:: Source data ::

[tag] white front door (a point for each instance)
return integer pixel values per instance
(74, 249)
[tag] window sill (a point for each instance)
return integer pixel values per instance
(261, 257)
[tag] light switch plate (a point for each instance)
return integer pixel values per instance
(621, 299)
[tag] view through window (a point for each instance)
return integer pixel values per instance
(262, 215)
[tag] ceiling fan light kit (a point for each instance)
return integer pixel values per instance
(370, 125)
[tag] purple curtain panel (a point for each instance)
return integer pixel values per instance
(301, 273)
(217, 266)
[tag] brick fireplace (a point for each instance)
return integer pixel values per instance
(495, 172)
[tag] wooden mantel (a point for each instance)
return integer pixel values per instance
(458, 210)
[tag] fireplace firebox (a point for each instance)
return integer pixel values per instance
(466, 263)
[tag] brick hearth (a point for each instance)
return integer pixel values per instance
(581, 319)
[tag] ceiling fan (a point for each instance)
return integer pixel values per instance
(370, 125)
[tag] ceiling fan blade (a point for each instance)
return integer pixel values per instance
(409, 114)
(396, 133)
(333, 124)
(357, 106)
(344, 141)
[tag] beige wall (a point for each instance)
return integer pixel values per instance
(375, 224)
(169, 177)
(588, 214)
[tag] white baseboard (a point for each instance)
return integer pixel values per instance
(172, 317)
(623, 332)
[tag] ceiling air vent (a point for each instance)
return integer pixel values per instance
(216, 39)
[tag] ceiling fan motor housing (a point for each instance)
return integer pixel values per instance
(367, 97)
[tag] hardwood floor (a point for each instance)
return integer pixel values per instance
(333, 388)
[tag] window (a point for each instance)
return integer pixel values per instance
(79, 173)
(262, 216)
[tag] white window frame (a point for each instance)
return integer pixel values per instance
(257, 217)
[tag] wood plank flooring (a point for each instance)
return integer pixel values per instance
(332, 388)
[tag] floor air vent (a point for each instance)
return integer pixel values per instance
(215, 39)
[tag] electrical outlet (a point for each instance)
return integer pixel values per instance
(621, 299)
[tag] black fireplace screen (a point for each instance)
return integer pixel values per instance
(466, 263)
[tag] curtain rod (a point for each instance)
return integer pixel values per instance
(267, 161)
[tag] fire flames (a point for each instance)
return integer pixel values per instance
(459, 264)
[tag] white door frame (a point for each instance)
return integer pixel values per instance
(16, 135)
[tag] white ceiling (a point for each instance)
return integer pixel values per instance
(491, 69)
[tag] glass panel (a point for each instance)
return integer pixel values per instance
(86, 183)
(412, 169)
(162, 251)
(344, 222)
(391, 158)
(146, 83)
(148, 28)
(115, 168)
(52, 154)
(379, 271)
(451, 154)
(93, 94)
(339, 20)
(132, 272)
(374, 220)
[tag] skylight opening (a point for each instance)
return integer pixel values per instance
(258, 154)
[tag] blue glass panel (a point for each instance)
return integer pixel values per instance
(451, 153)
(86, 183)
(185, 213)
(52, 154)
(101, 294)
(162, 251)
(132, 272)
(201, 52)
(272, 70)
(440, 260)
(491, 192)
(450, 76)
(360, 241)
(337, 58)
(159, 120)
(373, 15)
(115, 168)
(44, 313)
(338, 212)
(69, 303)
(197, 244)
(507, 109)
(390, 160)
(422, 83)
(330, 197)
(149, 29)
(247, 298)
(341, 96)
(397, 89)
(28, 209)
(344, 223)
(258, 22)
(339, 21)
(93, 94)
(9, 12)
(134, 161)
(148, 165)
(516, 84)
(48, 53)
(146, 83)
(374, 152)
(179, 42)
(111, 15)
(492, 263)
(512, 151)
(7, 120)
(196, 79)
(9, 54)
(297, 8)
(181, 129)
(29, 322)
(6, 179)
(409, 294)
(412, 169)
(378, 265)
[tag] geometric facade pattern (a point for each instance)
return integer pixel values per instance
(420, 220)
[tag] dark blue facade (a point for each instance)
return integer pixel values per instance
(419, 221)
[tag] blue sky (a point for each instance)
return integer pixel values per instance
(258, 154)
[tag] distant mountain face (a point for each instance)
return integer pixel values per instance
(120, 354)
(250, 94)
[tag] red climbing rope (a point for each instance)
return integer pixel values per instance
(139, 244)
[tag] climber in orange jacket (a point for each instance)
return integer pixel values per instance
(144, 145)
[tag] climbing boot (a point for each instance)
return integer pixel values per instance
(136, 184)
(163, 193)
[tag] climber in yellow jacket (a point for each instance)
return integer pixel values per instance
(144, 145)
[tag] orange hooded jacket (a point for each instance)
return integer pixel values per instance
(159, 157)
* * *
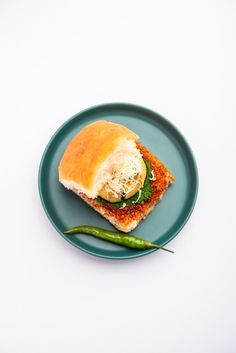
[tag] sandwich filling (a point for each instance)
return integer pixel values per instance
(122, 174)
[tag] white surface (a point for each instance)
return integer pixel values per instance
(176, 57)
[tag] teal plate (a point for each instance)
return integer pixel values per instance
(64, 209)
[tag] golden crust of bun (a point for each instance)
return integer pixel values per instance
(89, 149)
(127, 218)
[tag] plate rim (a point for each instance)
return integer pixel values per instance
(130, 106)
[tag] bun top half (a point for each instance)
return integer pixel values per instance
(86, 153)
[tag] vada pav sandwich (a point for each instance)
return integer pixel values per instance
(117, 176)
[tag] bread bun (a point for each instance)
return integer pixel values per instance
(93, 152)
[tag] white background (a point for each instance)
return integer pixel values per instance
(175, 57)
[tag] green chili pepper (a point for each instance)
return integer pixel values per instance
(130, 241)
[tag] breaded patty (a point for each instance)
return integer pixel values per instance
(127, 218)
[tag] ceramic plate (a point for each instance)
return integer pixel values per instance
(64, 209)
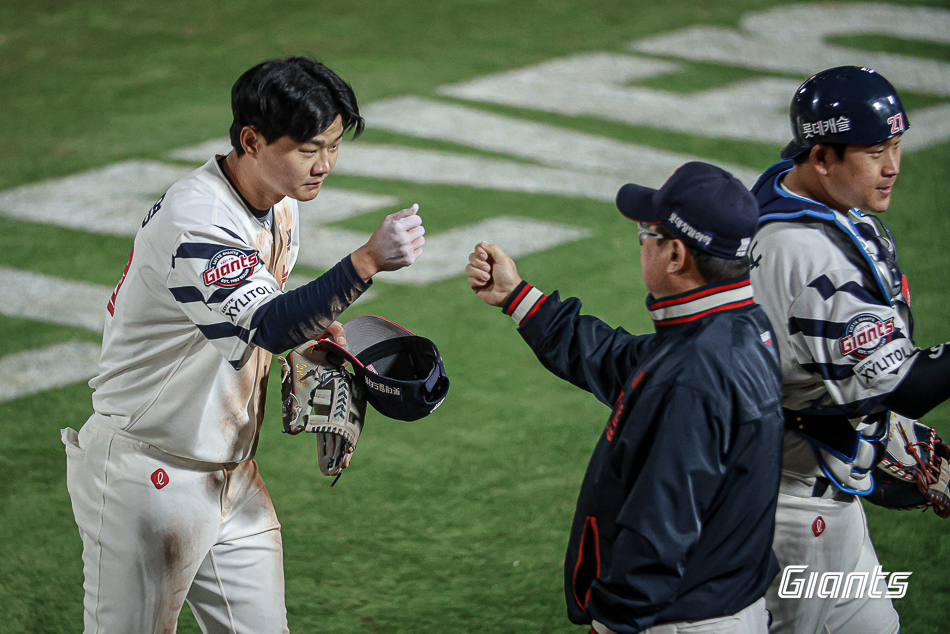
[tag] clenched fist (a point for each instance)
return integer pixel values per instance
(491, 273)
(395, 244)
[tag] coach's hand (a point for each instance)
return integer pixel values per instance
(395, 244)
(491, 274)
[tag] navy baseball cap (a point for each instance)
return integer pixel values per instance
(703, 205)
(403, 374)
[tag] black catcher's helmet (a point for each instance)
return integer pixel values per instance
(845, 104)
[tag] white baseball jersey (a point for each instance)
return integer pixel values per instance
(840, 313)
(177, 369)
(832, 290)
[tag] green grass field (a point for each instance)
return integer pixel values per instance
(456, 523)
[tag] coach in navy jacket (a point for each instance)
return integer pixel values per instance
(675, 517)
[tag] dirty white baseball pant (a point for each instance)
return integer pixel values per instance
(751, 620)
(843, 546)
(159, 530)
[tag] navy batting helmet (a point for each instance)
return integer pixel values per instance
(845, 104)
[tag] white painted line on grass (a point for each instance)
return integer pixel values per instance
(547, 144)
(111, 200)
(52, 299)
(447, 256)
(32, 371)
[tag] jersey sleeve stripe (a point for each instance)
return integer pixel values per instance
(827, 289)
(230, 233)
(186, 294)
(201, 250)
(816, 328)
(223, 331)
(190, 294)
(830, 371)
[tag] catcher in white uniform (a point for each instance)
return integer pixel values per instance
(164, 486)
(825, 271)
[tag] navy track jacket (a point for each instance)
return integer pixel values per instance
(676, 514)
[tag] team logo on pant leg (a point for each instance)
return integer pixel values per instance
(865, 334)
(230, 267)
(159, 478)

:: Problem to work on ::
Find the lines above that contain "green" and give their count, with nothing added.

:: Solution to the problem ::
2